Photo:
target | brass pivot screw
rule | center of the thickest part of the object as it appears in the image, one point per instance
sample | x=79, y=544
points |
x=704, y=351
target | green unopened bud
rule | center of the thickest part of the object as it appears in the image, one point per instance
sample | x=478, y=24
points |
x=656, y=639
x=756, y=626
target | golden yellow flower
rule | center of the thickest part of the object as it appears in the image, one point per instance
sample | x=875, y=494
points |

-=-=-=-=-

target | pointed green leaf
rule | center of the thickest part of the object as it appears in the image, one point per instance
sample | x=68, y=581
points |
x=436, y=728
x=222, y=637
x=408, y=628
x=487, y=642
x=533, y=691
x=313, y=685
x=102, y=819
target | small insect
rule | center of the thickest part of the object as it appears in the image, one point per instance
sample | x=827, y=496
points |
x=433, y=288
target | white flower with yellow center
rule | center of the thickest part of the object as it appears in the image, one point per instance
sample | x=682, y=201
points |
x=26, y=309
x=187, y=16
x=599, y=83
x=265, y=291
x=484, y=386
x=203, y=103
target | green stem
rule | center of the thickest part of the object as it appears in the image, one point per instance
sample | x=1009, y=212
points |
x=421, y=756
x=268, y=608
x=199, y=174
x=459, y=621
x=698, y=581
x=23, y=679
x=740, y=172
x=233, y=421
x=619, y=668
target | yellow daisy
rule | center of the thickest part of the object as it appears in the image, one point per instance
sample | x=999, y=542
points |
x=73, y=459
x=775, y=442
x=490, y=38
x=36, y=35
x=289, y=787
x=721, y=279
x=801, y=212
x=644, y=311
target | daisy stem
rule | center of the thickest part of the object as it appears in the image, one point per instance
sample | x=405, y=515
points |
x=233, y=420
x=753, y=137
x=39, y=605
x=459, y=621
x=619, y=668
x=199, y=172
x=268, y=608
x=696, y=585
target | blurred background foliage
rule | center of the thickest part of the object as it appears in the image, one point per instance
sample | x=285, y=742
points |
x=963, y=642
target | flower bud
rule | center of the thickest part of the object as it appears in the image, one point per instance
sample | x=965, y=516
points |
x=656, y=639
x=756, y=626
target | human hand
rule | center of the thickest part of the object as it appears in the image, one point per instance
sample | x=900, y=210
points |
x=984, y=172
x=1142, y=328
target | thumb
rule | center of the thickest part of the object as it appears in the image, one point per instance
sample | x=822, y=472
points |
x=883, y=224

-=-=-=-=-

(Exercise aim): Once you have identified the lines above that contain "daisy", copy each of them.

(Exercise output):
target | yellow daisy
target | daisy stem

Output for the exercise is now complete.